[Stored records]
===

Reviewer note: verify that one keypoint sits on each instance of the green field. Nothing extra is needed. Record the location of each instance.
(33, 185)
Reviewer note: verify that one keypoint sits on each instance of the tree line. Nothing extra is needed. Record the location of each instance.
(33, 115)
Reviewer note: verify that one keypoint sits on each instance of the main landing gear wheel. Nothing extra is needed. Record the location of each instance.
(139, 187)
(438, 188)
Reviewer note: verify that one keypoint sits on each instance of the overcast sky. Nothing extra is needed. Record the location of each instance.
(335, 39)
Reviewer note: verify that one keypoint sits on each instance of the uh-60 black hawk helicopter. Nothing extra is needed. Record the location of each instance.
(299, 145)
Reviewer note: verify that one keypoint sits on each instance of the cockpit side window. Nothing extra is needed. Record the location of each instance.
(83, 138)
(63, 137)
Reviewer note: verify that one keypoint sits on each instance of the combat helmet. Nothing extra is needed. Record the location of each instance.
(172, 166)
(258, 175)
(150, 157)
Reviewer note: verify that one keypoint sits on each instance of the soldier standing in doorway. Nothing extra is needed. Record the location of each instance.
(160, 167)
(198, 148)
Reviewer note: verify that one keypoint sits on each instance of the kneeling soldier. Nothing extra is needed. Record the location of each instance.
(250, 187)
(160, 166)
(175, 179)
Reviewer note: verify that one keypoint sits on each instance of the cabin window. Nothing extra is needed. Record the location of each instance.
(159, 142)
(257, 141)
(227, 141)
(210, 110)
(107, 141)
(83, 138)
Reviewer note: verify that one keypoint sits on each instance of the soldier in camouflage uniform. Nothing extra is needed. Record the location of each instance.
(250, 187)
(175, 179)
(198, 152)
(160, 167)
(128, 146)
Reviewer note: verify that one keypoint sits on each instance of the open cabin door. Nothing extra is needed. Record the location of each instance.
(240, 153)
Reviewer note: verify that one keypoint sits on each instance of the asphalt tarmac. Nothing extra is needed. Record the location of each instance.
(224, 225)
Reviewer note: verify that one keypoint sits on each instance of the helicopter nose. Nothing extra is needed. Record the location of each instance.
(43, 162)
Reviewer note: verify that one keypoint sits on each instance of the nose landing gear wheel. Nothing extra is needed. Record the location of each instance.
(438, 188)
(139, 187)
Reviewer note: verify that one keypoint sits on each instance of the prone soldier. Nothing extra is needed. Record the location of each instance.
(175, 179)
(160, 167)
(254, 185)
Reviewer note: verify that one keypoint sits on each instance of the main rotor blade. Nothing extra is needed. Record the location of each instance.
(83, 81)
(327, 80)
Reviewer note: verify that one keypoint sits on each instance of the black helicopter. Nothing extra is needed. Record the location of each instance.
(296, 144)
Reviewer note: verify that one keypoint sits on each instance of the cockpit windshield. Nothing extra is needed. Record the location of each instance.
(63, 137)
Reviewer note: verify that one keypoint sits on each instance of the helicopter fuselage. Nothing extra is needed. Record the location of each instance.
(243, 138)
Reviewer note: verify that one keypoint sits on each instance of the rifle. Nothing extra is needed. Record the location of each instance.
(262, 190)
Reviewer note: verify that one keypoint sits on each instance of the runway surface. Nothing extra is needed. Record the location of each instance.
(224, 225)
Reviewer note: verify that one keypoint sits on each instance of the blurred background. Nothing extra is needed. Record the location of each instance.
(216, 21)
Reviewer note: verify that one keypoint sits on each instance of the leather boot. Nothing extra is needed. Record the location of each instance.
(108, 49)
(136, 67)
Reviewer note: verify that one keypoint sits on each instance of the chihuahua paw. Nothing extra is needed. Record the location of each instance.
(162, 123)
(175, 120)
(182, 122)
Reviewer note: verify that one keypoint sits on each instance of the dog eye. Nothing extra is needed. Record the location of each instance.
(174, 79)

===

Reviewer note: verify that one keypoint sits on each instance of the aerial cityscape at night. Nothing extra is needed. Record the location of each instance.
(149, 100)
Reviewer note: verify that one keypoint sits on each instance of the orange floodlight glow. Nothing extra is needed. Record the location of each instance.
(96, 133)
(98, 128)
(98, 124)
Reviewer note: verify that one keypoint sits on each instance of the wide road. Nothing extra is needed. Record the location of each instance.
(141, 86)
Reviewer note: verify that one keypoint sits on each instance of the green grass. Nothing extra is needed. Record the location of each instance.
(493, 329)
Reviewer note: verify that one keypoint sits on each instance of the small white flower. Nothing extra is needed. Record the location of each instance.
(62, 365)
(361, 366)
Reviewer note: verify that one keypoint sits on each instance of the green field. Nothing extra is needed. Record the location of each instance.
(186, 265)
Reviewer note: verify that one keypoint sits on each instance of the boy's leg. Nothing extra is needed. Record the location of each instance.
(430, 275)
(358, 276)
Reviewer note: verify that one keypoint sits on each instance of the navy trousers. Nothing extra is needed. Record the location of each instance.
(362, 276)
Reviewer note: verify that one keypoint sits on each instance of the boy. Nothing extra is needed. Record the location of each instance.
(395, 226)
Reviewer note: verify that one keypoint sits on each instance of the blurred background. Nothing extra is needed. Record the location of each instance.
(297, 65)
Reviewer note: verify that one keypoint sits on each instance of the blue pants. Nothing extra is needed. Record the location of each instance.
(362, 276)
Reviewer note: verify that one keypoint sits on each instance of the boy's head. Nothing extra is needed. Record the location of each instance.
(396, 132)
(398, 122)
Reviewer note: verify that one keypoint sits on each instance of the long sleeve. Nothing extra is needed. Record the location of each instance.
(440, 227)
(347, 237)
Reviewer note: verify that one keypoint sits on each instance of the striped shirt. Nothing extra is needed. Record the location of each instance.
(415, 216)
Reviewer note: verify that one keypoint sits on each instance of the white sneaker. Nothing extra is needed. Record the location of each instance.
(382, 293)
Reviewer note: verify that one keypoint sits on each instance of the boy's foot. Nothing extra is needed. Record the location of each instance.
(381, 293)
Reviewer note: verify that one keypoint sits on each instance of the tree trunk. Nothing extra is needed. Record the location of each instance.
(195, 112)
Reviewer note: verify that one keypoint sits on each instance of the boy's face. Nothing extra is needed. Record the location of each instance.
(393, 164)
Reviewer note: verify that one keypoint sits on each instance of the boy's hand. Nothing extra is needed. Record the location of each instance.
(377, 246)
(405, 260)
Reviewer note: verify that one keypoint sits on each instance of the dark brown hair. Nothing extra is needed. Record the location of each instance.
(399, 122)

===

To be done: Collect every line in the entries that contains the word "wheel", copying each one in full.

Solution for this problem:
Reviewer note: verify that one keypoint sits on each instance of the main landing gear wheel. Nothing extra is needed. Record the location of each instance.
Reviewer note: verify that one keypoint sits on each instance of the nose landing gear wheel. Nothing extra is needed. Record the location of each instance.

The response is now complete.